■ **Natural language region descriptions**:
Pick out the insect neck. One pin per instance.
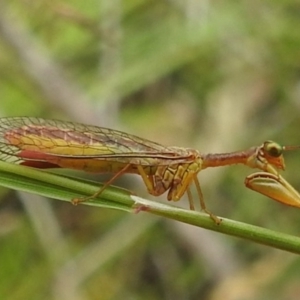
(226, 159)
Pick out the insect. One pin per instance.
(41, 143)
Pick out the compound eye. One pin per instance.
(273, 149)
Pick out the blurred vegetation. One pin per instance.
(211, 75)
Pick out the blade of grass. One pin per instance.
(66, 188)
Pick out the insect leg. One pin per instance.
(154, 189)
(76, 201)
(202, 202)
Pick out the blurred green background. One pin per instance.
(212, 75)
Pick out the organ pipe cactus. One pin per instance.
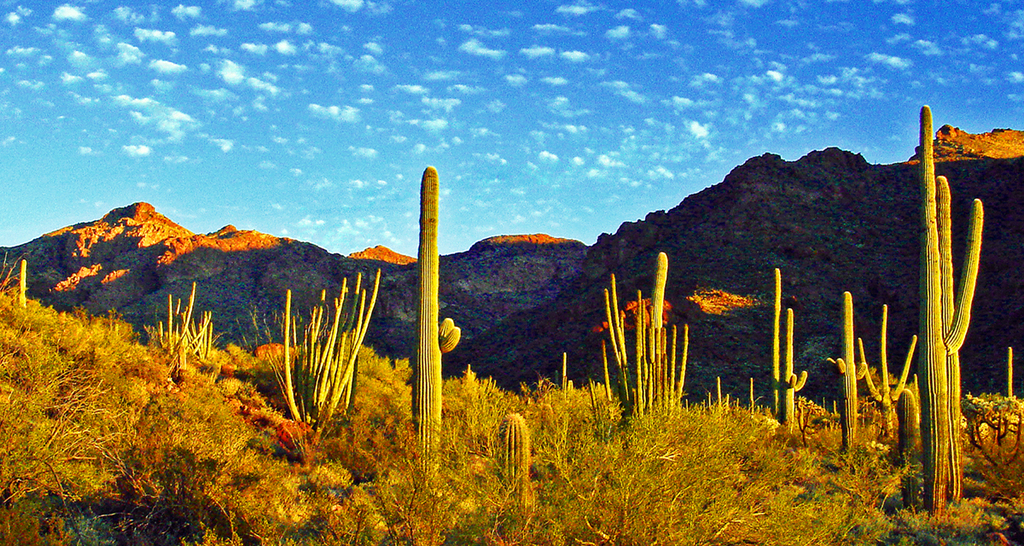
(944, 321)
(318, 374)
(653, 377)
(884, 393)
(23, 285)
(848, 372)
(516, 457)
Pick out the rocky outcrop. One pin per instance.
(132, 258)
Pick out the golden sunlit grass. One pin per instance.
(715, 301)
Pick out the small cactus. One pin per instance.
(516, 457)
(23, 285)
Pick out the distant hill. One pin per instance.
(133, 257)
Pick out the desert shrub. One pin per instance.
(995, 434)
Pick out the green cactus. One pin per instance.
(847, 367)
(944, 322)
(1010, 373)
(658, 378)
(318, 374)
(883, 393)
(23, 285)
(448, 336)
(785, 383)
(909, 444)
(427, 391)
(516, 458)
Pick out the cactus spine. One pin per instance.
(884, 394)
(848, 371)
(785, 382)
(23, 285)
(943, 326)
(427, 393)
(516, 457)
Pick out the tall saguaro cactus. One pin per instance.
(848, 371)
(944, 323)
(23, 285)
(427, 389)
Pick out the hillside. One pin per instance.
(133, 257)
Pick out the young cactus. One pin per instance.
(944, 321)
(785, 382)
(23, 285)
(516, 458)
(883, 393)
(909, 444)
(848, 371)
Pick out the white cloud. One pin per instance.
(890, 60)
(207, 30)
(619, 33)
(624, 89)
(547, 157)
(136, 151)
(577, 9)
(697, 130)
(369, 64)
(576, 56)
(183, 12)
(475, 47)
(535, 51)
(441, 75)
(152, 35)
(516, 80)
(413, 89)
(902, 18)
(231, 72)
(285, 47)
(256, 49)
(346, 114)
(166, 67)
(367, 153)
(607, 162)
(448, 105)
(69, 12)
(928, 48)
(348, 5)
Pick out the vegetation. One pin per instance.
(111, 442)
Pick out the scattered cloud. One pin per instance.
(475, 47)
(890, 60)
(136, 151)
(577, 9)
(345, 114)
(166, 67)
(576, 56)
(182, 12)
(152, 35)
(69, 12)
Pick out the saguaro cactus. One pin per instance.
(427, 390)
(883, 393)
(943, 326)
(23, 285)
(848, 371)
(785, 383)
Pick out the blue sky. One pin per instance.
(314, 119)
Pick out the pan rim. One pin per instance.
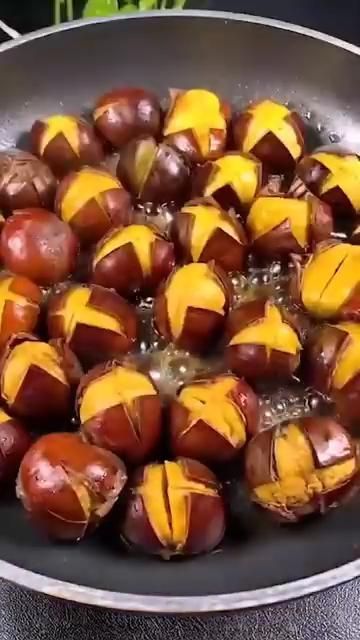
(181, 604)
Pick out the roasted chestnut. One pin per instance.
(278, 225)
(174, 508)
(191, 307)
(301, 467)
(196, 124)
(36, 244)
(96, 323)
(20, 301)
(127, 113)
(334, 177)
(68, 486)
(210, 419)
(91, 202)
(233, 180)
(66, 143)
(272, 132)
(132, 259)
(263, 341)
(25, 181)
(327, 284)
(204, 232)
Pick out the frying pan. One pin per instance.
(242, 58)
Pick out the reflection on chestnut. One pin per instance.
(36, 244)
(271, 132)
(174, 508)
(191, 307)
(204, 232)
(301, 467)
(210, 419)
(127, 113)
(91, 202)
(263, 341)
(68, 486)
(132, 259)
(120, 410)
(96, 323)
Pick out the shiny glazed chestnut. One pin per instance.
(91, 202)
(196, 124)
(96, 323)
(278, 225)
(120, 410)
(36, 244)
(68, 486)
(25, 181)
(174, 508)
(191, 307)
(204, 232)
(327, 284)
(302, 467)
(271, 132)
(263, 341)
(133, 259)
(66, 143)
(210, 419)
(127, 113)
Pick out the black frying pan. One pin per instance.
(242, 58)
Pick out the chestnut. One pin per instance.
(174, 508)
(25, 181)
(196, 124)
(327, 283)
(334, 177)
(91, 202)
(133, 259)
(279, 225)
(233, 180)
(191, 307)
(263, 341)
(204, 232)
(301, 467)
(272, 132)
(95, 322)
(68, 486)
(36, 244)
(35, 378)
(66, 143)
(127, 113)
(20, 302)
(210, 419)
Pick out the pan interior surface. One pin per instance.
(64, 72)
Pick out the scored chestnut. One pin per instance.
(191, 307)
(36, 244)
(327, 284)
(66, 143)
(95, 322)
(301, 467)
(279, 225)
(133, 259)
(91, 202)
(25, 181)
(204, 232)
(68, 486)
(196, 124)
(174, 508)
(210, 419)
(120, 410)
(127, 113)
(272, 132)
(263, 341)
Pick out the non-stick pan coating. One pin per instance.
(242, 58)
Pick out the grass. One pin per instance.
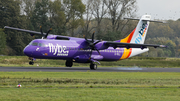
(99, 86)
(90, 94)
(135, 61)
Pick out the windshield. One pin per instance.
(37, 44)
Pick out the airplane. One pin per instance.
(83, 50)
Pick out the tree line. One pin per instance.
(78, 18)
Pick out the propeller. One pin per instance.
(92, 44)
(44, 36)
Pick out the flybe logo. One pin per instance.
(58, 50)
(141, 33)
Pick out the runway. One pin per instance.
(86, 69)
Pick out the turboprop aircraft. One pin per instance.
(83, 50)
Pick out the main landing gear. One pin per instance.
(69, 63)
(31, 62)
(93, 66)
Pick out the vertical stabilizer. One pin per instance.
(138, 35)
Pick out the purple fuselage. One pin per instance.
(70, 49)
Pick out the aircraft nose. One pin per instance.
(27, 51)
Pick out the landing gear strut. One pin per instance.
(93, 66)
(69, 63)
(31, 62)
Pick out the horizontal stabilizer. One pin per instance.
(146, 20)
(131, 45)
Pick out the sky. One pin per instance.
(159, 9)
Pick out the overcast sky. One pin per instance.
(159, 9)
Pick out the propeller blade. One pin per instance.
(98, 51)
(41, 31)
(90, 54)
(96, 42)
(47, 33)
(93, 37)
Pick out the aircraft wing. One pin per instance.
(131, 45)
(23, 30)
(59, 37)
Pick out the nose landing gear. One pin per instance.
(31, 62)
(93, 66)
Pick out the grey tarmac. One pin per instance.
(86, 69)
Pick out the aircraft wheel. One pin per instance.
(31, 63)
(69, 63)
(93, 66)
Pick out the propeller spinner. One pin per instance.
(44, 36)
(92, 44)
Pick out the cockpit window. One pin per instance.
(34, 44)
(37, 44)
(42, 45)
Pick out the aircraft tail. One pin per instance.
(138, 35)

■ **Required action**: Your answer should hold exactly the lines from the one containing "Pick out the flybe" through the end of the entries above, and nothing else.

■ **Task answer**:
Pick out the flybe logo. One pin per instance.
(58, 50)
(141, 33)
Pick out the runway. One pin per instance.
(86, 69)
Pick out the turboprop aircraft. One pin per instance.
(83, 50)
Pick out the main landing gear. One pin per instance.
(69, 63)
(31, 62)
(93, 66)
Pick out the vertical stabilizer. One pin per instance.
(138, 35)
Pick out the purple fuselage. One pin per instance.
(70, 49)
Pick out the aircraft nose. One pin per instance.
(27, 51)
Pick out the landing gear strut. One pin per instance.
(93, 66)
(69, 63)
(31, 62)
Pick out the horizontal stabilizer. One pin per instance.
(146, 20)
(131, 45)
Pick out the sky. One pin per instance.
(159, 9)
Pick out the overcast sky. One pin per instance.
(159, 9)
Pick out the propeller blade. One pin per instance.
(98, 51)
(41, 31)
(90, 54)
(96, 42)
(47, 33)
(93, 37)
Pick out the aircraft wing. One pin per instance.
(131, 45)
(23, 30)
(59, 37)
Pick out the nose landing gear. One pin per instance.
(31, 62)
(93, 66)
Pick out the grey tarmac. One pin per instance.
(86, 69)
Pick out the aircraft wheel. One pin per instance.
(31, 63)
(69, 63)
(93, 66)
Pick out the propeller spinner. One pin per instance.
(44, 36)
(92, 44)
Pick out the cockpit window. One pin per instance.
(34, 44)
(37, 44)
(42, 45)
Pick out the aircraft tail. One pin per instance.
(138, 35)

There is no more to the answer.